- WHAT IS EXPECTED -
In the copy, include every entry exactly but none of the images.

SUPPLIED DATA below:

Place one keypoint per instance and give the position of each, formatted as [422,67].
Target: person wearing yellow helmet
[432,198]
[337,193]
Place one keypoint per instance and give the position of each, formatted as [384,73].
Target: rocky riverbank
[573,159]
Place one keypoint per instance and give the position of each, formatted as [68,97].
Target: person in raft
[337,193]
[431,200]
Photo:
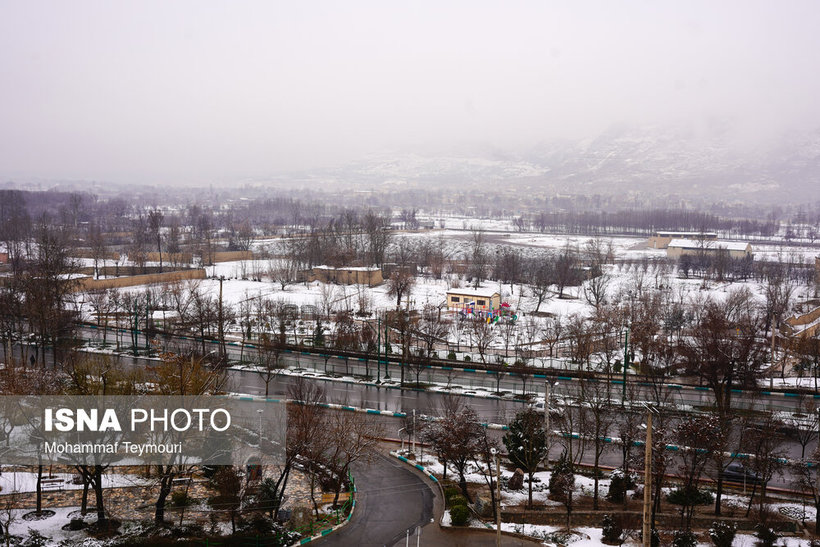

End of SUPPLIED DATA.

- RESPONSE TO THIS TASK -
Place one keypoint per instance and give the position of each, formatted as [422,67].
Target: person wearing yellow helmet
[432,198]
[337,193]
Place one keypoint per instance and give the position of each, formatted as [384,73].
Target: rocky riverbank
[573,159]
Place one keypoint per instance and give the position of each, formatted as [68,97].
Target: person in raft
[337,193]
[431,200]
Photo:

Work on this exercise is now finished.